■ **Exercise directions**:
All of the material below is to be returned exactly.

# # #

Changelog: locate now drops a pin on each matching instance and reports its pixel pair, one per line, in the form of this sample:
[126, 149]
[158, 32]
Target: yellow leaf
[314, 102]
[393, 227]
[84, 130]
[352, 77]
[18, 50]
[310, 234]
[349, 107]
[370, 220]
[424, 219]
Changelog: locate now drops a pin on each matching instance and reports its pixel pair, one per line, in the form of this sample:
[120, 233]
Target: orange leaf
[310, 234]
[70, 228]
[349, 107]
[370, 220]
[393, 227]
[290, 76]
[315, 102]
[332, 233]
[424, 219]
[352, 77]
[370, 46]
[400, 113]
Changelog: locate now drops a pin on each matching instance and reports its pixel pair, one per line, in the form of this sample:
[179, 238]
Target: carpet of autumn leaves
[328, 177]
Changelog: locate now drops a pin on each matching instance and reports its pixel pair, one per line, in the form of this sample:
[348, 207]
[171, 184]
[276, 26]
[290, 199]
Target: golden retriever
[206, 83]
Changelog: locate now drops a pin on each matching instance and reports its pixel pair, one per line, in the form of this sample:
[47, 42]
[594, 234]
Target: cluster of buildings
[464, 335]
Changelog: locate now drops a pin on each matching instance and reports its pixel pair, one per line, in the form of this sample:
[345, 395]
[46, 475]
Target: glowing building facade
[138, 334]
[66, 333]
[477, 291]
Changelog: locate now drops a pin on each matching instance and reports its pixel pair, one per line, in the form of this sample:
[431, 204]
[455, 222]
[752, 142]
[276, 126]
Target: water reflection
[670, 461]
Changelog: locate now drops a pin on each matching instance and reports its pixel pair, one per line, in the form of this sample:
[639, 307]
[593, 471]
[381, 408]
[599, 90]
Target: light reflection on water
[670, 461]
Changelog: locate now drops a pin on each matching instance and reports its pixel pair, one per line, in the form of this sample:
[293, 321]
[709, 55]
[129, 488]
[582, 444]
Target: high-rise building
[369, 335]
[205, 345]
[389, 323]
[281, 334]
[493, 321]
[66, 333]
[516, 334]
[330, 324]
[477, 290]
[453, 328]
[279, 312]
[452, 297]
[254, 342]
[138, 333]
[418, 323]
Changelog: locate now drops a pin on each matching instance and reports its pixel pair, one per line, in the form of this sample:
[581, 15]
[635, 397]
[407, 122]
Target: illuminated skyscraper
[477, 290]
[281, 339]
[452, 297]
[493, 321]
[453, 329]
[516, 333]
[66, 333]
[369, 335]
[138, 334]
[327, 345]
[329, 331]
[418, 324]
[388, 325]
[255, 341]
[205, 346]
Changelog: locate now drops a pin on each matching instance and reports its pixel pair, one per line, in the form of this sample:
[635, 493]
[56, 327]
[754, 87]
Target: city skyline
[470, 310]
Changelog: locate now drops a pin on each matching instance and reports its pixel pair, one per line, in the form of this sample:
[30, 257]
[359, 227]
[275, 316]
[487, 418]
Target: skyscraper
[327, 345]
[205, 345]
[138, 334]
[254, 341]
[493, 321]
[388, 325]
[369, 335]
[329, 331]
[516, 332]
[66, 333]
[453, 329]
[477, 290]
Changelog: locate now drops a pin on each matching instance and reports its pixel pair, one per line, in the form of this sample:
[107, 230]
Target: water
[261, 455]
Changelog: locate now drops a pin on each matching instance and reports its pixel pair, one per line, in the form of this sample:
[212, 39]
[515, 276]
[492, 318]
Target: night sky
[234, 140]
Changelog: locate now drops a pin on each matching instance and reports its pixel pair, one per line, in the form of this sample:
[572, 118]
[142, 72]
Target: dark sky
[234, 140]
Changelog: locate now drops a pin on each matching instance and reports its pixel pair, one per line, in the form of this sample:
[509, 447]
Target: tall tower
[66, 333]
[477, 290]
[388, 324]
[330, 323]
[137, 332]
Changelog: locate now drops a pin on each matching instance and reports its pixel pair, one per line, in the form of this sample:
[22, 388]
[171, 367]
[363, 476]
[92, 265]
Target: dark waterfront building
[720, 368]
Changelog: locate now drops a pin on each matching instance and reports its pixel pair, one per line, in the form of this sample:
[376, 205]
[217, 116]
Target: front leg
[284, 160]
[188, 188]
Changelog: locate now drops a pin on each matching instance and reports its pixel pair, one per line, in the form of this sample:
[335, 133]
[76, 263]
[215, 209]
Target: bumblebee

# # #

■ **Task output**:
Changelog: locate now drops a pin on each matching instance and reports its pixel pair, one per line, in the form of this sample:
[126, 149]
[158, 32]
Target: yellow leaf
[314, 102]
[393, 227]
[84, 130]
[352, 77]
[18, 50]
[310, 234]
[349, 107]
[370, 220]
[424, 219]
Changelog: locate now drops a pin on each matching instance and reports its pixel pair, one per line, in the form of this sample:
[120, 233]
Target: orange leaf
[310, 234]
[70, 228]
[349, 107]
[370, 220]
[393, 227]
[290, 76]
[315, 102]
[332, 233]
[424, 219]
[352, 77]
[370, 46]
[400, 113]
Changelog: locate now drops a pin on each matching instance and reports its pixel pair, one per line, in the form of this sample:
[179, 238]
Target: carpet of autumn leaves
[328, 177]
Changelog: locate now drops a pin on each matching instance and reports its pixel pair, one per line, in the form of this sample:
[348, 207]
[171, 184]
[276, 26]
[290, 199]
Target: golden retriever
[206, 83]
Changelog: locate now drops a pin on each matching instance and reports its pixel pair, one per line, in the form of this sample:
[47, 42]
[594, 234]
Target: cluster of buildings
[464, 335]
Changelog: locate now drops a pin on each matching instance and reports its pixel pair, one per line, in the form of this sample:
[345, 395]
[46, 475]
Target: glowing building facade
[138, 334]
[66, 333]
[477, 291]
Changelog: locate now drops a pin on each matching instance and reports its pixel pair, one per line, in the form of this sample:
[431, 204]
[455, 222]
[752, 142]
[276, 126]
Target: water reflection
[670, 461]
Changelog: locate now drops a pin on each matching instance and reports its pixel pair, one per line, in the form of this sample:
[639, 307]
[593, 471]
[381, 408]
[599, 90]
Target: light reflection on water
[670, 461]
Changelog: locate now drops a pin on each matching instance and reports its pixel pair, one per line, in the form of this sample:
[293, 321]
[709, 55]
[129, 488]
[582, 444]
Target: high-rise building
[369, 335]
[205, 345]
[389, 323]
[281, 334]
[493, 321]
[66, 333]
[516, 334]
[330, 324]
[477, 290]
[453, 328]
[279, 312]
[452, 297]
[254, 342]
[138, 333]
[418, 323]
Changelog: locate now drops a pin on each matching instance and reports its pixel pair, one per line, in the form of this sample:
[581, 15]
[635, 397]
[407, 122]
Target: illuminated skyscraper
[477, 290]
[281, 339]
[452, 297]
[493, 321]
[453, 329]
[516, 333]
[66, 333]
[369, 335]
[138, 334]
[327, 345]
[329, 331]
[418, 324]
[388, 325]
[255, 341]
[205, 346]
Changelog: locate now drops a pin on each matching instance and reports its pixel pair, one per line, in the form of this sample:
[635, 493]
[56, 327]
[754, 87]
Target: city skyline
[470, 310]
Changelog: locate now drops a pin on each matching instance and reports its pixel pair, one per line, in the form of this sample:
[30, 257]
[359, 227]
[275, 316]
[487, 418]
Target: skyscraper
[327, 345]
[205, 345]
[138, 334]
[254, 341]
[493, 321]
[388, 325]
[369, 335]
[329, 331]
[516, 332]
[66, 333]
[453, 329]
[477, 290]
Changelog: locate now drops a pin on each matching instance and reports its pixel pair, one per line, in the form of this sample:
[107, 230]
Target: water
[261, 455]
Changelog: locate now drops a pin on each matching instance and reports its pixel pair, one per line, in the form of this sample:
[212, 39]
[515, 276]
[492, 318]
Target: night sky
[234, 140]
Changelog: locate now drops a pin on each matching instance and reports its pixel pair, one per line, in the form of this sample:
[572, 118]
[142, 72]
Target: dark sky
[234, 140]
Changelog: locate now drops a pin on each matching instance and reports its pixel pair, one per line, in the form of this sample:
[509, 447]
Target: tall tower
[66, 333]
[477, 290]
[388, 324]
[330, 323]
[137, 332]
Changelog: locate now drops a pin on each matching instance and reports its pixel pair, one per line, in the form of this sample:
[22, 388]
[171, 367]
[363, 476]
[92, 265]
Target: dark waterfront building
[720, 368]
Changelog: locate now drops a pin on each matching instance and reports its pixel pair, one per line, in the form of this sample:
[376, 205]
[217, 116]
Target: front leg
[284, 160]
[188, 188]
Changelog: locate now drops a pin on each matching instance and reports its pixel pair, one per line, in the form of this sample:
[335, 133]
[76, 263]
[215, 209]
Target: bumblebee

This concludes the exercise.